◆ PROBLEM DESCRIPTION
Please copy out the material below line for line, changing nothing.

◆ ITEMS
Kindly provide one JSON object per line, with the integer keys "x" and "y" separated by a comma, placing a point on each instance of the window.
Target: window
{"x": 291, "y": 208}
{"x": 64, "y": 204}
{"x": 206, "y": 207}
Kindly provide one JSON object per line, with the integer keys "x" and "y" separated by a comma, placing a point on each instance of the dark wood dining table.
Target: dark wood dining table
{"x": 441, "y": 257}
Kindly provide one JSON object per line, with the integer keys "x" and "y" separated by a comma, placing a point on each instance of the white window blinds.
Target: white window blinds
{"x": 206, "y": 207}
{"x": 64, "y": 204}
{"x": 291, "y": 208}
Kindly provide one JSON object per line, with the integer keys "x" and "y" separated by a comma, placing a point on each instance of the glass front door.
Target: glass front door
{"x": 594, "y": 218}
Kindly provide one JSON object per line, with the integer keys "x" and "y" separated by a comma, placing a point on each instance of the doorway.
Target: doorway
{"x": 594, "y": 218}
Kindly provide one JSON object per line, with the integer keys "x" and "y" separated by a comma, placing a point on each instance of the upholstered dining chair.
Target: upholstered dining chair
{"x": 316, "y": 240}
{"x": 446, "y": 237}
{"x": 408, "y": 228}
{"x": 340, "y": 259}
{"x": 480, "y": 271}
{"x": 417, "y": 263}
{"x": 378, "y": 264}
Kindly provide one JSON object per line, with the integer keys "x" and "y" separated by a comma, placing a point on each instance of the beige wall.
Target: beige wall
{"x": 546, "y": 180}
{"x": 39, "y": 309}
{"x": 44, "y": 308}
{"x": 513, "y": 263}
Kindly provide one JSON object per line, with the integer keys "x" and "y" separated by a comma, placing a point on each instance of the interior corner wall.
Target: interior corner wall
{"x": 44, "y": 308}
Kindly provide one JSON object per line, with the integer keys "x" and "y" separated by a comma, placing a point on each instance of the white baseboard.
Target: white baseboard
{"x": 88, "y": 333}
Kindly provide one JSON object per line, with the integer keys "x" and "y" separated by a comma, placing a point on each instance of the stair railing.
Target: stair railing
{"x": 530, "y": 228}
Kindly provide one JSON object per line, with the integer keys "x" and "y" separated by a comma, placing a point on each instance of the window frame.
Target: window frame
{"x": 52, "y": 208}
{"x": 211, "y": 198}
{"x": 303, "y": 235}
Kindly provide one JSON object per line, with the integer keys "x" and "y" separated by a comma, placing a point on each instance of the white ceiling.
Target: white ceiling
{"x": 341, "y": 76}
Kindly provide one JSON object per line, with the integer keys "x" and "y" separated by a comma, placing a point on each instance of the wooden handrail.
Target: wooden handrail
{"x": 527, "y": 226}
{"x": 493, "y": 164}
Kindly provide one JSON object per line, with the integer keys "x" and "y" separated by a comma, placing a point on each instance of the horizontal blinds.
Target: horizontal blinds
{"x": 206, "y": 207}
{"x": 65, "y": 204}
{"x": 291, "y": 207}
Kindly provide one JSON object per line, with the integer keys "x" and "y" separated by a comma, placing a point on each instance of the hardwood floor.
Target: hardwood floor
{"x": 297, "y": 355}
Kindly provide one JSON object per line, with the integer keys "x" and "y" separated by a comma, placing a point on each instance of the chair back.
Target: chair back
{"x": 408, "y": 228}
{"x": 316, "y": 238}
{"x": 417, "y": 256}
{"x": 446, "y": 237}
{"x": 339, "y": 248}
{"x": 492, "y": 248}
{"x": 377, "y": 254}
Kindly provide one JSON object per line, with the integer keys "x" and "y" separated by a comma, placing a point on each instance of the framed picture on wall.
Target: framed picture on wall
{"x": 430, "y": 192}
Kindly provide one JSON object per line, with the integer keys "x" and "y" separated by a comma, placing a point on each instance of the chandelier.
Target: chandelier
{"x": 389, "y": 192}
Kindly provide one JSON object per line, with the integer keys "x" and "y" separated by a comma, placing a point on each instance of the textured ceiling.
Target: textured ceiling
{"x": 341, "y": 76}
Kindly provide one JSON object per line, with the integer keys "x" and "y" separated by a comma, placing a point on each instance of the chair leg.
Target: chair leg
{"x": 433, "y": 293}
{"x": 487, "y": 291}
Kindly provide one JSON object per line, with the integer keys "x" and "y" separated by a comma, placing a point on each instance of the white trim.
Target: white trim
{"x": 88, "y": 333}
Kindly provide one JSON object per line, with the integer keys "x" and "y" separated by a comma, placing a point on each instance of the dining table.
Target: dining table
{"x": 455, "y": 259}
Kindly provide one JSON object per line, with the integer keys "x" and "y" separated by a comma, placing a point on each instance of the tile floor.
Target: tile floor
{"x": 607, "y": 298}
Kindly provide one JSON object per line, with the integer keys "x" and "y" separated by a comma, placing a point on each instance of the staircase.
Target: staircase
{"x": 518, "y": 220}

◆ RESULT BELOW
Kindly provide one JSON object per line, with the integer keys "x" and "y" separated by a comma, placing a point on each instance of the window.
Target: window
{"x": 291, "y": 208}
{"x": 64, "y": 204}
{"x": 206, "y": 207}
Kindly provide one JSON object per line, with the integer keys "x" and "y" separated by a comma, placing a point on each instance of the dark wood dining table.
Target: dark wood dining table
{"x": 441, "y": 257}
Kindly provide one JSON object per line, with the integer keys "x" and "y" separated by a comma, placing a point on each instance of the white window blinds.
Target: white window blinds
{"x": 206, "y": 207}
{"x": 64, "y": 204}
{"x": 291, "y": 208}
Kindly provide one JSON object per line, with the integer keys "x" and "y" separated by a comma, placing a point on each instance of the glass front door.
Target: glass front door
{"x": 594, "y": 218}
Kindly provide one JSON object per line, with the integer keys "x" and "y" separated by a comma, placing a point on each instance of the doorway.
Target: doorway
{"x": 594, "y": 218}
Kindly provide one JSON object per line, with the integer keys "x" and "y" separated by a comma, placing a point on each instance of the upholstered dining chair.
Target: upholstered dining chair
{"x": 316, "y": 240}
{"x": 446, "y": 237}
{"x": 408, "y": 228}
{"x": 340, "y": 259}
{"x": 480, "y": 271}
{"x": 417, "y": 263}
{"x": 378, "y": 264}
Kindly provide one JSON object per line, with the integer keys "x" and "y" separated by a comma, placing a point on each instance of the beige wall.
Target: beige wall
{"x": 546, "y": 180}
{"x": 39, "y": 309}
{"x": 44, "y": 308}
{"x": 513, "y": 263}
Kindly provide one JSON object per line, with the integer keys "x" and "y" separated by a comma, placing a point on each instance of the interior corner wall.
Target: interior corner wall
{"x": 44, "y": 308}
Kindly provide one JSON object per line, with the integer keys "x" and "y" separated by a comma, placing a point on each instance of the white baseboard.
Target: white baseboard
{"x": 88, "y": 333}
Kindly provide one JSON object per line, with the integer keys "x" and "y" separated by a comma, placing a point on each instance of the stair railing.
Target: stair railing
{"x": 530, "y": 228}
Kindly provide one JSON object per line, with the integer keys "x" and "y" separated by a comma, placing a point on each instance of the window frame.
Target: window frame
{"x": 52, "y": 208}
{"x": 211, "y": 198}
{"x": 303, "y": 235}
Kindly provide one JSON object per line, with the integer keys "x" and "y" separated by a comma, placing a point on each instance of the white ceiling.
Target: white ceiling
{"x": 341, "y": 76}
Kindly provide one JSON object per line, with the integer keys "x" and "y" separated by a comma, placing a point on each instance of the wooden handrail.
Target: wooden handrail
{"x": 527, "y": 226}
{"x": 493, "y": 164}
Kindly provide one JSON object per line, with the integer keys "x" and "y" separated by a comma, placing a point on each instance of the horizontal blinds.
Target: horizontal blinds
{"x": 206, "y": 207}
{"x": 65, "y": 204}
{"x": 291, "y": 207}
Kindly provide one JSON object per line, with the integer keys "x" and "y" separated by a comma, placing a point on each instance of the hardwood floor.
Target: hardwood floor
{"x": 297, "y": 355}
Kindly provide one JSON object per line, with the integer keys "x" and "y" separated by a comma, placing a point on each instance of the chair back.
Target: chair back
{"x": 408, "y": 228}
{"x": 316, "y": 238}
{"x": 417, "y": 256}
{"x": 446, "y": 237}
{"x": 339, "y": 248}
{"x": 492, "y": 248}
{"x": 377, "y": 254}
Kindly provide one JSON object per line, with the integer keys "x" and "y" separated by a comma, placing a point on each instance of the framed picture on wall.
Target: framed picture on wall
{"x": 430, "y": 192}
Kindly provide one JSON object per line, with the integer keys "x" and "y" separated by a comma, placing a point on each instance of the chandelier.
Target: chandelier
{"x": 389, "y": 192}
Kindly provide one JSON object per line, with the integer keys "x" and "y" separated by a comma, placing a point on each instance of the textured ceiling.
Target: textured ceiling
{"x": 341, "y": 76}
Kindly provide one JSON object per line, with the integer keys "x" and "y" separated by a comma, placing a point on each instance of the chair leg.
Target: chair leg
{"x": 433, "y": 293}
{"x": 487, "y": 291}
Kindly provide one JSON object per line, with the integer keys "x" and "y" separated by a comma, placing a point on each instance of the white trim.
Target: white trim
{"x": 88, "y": 333}
Kindly provide one JSON object per line, with the integer keys "x" and "y" separated by a comma, placing a point on each instance of the dining table.
Target: dining table
{"x": 455, "y": 259}
Kindly provide one JSON object per line, with the integer keys "x" and "y" separated by a comma, placing a point on each instance of the tile floor.
Target: tile floor
{"x": 607, "y": 298}
Kindly provide one JSON object per line, with the integer keys "x" and "y" separated by a comma, placing a point on each instance of the staircase.
Target: staircase
{"x": 518, "y": 220}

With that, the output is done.